• Problem details
Find the line containing "[pin] tree (one". Return it and every line after it, unchanged, up to and including the last line.

• Stored items from a collection
_____

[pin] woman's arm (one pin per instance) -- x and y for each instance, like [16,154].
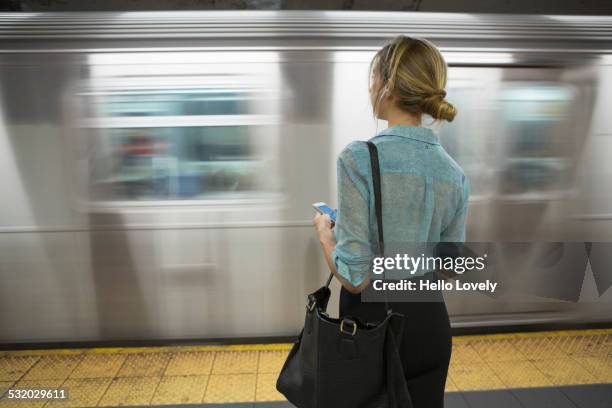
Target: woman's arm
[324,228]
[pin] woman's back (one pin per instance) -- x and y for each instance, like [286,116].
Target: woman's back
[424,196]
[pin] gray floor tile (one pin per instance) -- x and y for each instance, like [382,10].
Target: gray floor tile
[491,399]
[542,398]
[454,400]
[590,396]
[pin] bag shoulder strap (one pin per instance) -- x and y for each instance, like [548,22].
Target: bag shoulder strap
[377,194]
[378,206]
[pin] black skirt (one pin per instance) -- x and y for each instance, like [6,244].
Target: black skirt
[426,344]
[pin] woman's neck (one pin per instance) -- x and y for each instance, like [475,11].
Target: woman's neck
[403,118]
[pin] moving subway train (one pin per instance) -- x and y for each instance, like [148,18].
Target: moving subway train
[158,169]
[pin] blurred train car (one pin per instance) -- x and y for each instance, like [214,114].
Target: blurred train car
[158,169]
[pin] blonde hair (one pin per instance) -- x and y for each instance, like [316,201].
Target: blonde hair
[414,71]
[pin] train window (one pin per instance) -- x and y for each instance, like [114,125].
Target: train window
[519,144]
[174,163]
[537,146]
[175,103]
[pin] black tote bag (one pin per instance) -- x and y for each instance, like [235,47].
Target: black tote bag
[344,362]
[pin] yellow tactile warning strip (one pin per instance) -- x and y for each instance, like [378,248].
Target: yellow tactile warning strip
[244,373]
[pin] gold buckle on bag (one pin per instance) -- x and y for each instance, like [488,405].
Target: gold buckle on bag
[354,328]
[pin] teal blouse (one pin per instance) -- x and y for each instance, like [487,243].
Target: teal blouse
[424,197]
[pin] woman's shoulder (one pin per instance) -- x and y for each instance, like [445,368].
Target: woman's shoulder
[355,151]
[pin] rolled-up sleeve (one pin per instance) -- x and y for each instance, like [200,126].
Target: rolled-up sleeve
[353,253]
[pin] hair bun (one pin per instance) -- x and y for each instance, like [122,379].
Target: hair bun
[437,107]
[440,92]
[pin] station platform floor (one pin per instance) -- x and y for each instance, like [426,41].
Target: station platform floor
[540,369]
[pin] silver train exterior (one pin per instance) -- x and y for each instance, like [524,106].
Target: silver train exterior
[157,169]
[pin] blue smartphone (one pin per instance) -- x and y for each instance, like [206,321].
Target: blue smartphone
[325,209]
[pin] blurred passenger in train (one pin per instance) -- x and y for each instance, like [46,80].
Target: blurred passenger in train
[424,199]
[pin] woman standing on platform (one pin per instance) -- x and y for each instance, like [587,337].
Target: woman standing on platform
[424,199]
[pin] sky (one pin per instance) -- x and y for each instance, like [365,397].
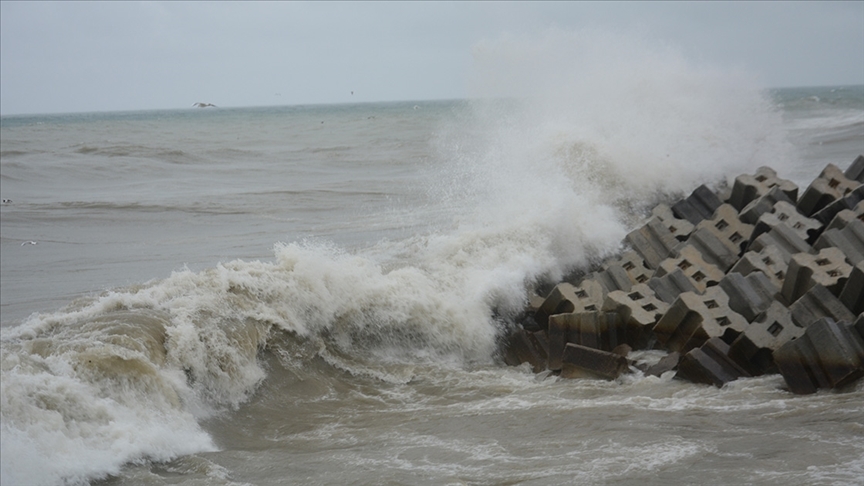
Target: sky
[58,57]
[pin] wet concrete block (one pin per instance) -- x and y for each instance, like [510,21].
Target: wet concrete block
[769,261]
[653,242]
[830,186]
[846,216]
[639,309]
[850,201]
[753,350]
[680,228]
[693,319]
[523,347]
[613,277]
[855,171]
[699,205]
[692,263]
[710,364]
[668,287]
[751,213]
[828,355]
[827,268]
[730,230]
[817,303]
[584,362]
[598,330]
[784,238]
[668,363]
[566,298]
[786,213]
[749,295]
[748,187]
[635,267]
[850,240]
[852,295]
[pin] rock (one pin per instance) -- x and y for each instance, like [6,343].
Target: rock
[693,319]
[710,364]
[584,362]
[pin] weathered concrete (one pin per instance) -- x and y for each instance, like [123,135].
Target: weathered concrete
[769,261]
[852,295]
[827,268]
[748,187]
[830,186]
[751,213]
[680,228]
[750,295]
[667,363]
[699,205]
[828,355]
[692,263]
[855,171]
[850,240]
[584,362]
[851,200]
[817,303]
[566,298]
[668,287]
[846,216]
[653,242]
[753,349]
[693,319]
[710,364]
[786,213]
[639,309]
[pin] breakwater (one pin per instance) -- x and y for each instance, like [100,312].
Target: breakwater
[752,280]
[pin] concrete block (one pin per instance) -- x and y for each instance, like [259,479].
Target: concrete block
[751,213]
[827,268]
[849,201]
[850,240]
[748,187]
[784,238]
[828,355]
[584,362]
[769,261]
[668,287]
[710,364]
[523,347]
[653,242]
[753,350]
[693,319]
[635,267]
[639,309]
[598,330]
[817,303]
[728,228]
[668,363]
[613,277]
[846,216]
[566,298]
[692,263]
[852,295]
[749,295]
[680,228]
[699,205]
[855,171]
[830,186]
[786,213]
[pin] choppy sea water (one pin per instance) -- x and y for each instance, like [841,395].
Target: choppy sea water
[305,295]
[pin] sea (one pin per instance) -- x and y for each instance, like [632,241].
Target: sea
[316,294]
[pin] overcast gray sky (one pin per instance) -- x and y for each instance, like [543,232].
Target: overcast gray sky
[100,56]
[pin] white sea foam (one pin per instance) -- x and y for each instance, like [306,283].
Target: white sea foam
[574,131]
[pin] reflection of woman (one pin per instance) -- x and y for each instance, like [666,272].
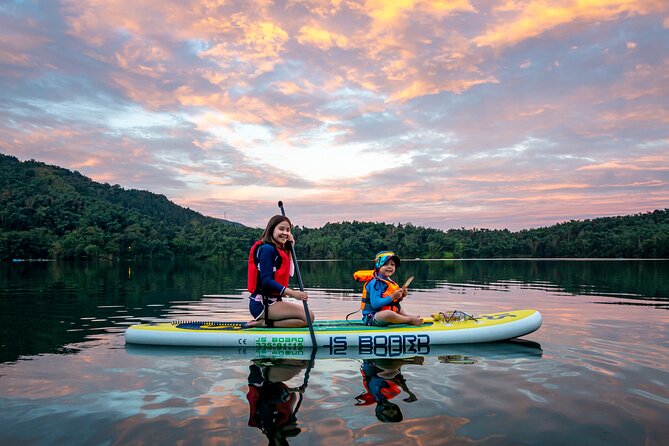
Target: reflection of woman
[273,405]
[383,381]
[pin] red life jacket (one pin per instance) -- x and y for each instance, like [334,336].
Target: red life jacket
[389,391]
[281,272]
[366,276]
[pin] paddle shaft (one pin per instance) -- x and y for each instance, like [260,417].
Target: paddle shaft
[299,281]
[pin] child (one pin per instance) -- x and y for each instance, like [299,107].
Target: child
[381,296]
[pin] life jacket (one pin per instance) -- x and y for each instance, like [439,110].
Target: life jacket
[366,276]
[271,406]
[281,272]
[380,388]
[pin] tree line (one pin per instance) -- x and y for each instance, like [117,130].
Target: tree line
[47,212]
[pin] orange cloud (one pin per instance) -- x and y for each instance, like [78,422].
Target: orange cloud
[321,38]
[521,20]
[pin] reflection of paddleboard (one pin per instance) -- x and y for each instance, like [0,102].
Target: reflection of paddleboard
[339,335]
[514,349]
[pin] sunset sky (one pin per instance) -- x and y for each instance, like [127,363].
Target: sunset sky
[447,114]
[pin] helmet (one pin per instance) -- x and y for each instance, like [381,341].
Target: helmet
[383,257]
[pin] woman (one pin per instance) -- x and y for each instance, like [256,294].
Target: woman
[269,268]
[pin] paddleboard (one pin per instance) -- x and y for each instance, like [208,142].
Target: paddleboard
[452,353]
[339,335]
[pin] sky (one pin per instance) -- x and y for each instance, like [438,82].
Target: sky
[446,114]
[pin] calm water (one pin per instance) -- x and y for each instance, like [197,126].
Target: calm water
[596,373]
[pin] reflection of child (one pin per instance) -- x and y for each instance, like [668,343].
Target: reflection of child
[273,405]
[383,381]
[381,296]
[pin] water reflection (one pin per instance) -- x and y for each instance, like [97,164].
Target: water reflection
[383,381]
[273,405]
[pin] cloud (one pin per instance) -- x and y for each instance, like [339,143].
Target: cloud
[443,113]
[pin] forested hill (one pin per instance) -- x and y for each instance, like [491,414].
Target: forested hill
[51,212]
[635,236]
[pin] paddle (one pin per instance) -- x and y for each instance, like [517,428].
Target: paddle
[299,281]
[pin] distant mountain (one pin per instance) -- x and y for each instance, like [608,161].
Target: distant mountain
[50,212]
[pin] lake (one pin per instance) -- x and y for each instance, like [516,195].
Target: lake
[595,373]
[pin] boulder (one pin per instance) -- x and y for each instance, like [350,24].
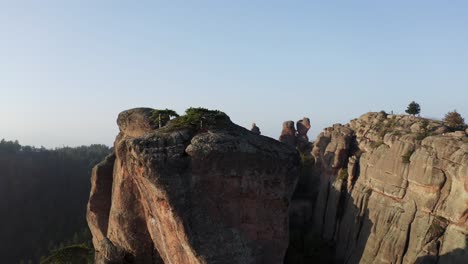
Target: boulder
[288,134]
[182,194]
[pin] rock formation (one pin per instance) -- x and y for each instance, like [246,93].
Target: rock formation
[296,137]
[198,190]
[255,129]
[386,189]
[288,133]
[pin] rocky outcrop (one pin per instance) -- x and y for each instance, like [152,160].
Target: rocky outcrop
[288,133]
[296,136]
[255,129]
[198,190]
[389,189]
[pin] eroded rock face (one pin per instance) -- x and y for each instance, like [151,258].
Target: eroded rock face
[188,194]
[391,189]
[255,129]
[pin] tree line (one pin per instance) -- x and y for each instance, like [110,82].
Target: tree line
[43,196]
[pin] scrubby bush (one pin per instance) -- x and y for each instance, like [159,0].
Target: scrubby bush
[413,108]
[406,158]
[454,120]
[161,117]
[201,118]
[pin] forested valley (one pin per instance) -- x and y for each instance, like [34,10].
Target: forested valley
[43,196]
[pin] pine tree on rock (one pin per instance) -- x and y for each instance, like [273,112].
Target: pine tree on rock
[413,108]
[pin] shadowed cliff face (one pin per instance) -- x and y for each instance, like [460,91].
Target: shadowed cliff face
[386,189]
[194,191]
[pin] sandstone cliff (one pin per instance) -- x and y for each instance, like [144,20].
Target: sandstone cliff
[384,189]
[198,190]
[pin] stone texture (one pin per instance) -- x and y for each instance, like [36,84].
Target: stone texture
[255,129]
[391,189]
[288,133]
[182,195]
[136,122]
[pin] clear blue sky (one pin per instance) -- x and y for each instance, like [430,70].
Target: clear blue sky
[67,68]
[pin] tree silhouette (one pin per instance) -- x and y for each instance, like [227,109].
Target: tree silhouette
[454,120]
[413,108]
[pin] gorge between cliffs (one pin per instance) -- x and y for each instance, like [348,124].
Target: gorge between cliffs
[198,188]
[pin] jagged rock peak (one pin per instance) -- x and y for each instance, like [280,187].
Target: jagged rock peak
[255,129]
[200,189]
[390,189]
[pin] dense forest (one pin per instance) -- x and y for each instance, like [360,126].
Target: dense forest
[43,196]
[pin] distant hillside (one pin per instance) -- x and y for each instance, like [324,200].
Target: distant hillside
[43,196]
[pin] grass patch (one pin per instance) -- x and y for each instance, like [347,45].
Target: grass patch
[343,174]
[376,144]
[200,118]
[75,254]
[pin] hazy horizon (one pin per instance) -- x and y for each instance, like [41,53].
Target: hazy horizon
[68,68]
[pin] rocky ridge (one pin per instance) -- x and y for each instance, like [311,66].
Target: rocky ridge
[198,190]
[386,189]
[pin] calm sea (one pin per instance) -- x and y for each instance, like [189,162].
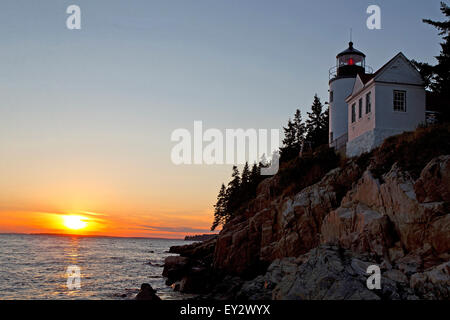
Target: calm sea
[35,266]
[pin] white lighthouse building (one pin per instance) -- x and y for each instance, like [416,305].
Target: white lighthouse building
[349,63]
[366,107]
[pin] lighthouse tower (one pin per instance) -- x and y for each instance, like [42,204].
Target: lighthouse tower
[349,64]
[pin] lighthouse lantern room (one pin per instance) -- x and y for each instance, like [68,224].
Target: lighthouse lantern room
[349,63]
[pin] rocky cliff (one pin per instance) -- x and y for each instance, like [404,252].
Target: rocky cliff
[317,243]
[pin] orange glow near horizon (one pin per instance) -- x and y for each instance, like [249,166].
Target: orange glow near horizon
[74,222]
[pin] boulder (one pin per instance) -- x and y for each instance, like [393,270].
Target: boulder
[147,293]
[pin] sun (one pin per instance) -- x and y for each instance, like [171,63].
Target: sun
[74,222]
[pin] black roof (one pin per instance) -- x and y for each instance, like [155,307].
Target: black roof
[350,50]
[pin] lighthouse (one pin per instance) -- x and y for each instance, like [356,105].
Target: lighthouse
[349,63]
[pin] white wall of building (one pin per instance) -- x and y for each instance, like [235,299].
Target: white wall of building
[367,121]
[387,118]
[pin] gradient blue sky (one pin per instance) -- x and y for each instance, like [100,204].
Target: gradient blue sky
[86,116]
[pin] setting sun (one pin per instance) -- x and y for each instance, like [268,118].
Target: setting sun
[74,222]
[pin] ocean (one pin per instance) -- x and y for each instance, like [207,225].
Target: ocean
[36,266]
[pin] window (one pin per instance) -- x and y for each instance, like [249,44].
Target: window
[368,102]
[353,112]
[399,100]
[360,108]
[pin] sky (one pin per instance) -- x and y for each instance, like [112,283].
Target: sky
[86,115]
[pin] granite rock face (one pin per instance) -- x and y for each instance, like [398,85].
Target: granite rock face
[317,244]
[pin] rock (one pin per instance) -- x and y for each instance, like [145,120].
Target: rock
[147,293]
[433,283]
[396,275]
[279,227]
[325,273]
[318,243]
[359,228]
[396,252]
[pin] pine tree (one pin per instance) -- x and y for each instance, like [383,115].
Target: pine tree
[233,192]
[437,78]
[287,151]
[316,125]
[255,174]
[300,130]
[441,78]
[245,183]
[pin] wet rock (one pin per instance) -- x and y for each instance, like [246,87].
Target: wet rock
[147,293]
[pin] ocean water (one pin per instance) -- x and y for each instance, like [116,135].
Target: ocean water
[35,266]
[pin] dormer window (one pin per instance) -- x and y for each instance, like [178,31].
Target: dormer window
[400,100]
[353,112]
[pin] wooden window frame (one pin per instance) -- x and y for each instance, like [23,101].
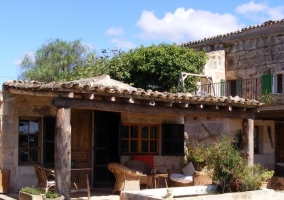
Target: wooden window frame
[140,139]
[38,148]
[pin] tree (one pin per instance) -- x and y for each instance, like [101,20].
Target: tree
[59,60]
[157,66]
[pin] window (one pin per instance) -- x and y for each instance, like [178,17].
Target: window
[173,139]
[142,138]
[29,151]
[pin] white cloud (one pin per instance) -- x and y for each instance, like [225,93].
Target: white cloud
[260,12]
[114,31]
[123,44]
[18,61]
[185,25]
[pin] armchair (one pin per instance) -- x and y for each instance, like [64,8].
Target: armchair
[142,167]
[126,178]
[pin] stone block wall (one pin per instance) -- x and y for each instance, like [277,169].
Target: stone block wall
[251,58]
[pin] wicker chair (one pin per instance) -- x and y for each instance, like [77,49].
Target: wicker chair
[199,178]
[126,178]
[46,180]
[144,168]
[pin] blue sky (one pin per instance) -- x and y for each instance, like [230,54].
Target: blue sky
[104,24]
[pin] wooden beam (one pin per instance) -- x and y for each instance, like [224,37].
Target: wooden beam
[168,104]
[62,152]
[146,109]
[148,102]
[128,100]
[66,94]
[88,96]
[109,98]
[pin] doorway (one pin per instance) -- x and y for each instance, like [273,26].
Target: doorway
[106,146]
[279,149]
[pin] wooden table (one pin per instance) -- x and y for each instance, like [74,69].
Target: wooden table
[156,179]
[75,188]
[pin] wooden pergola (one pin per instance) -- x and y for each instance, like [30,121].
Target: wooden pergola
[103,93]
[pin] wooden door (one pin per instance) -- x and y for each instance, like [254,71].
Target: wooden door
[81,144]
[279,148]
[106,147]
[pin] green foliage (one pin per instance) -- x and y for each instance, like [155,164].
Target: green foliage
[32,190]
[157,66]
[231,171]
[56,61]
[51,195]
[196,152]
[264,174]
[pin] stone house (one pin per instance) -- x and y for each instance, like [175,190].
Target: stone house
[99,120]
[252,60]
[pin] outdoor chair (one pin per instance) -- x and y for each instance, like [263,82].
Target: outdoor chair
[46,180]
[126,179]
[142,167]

_____

• The completed task
[pin] tree (one pin per instance) -- x and y for each instance, like [101,20].
Target: tree
[59,60]
[157,66]
[pin] window (one pin per instance) -- x and y for each instance, like [178,17].
Target: window
[173,139]
[142,138]
[29,151]
[pin] white cloud (one pin per instance) -- x and y for each instance, like [225,93].
Target: white cloud
[260,12]
[114,31]
[123,44]
[18,61]
[185,25]
[pin] armchair (one pin per instance) -- x and y for each instance, like [64,8].
Target: armchair
[142,167]
[126,178]
[pin] stone block wall (one pin per instance) -- x and y for each instance, like [277,169].
Target: stone block wall
[251,58]
[pin] wicker chair (one pin per instance) -- x and y for each instance, like [77,49].
Target: wicker chair
[199,178]
[126,178]
[46,180]
[144,168]
[pin] blue sky (one pin per instance) -- x and y for each instance, like [230,54].
Target: blue sky
[104,24]
[pin] wooden beam (one pin per instance) -- x and y for each instance, like [224,37].
Target: wooden beam
[168,104]
[62,152]
[146,109]
[148,102]
[128,100]
[66,94]
[88,96]
[109,98]
[pin] doorway (one pin per instance) -- x and y for each instance, like [273,26].
Target: doorway
[106,146]
[279,149]
[pin] wooden table (one pin per instance) -- x and y for each instance, like [74,69].
Target: wooden table
[156,179]
[75,188]
[pin] wooden pergola (one pin per instance) -- x and y for each instance, like [30,121].
Target: wooden pergola
[103,93]
[pin] wooden door (one pin per instance) -- x and y for each instance, like [254,71].
Target: wooden door
[81,144]
[279,148]
[106,147]
[pin] green foliage (one pin per instance) -- x and y for each instance, like [155,164].
Target: green foliage
[32,190]
[157,66]
[231,171]
[56,61]
[51,195]
[196,152]
[264,174]
[pin] stone house (one pin per instance) -- x and y for each instance, like [175,190].
Target: stone house
[99,120]
[252,60]
[pin] outdoor chair (one pin per instance) -- x and y for each instance, like [263,82].
Target: outdoor chair
[46,180]
[126,179]
[142,167]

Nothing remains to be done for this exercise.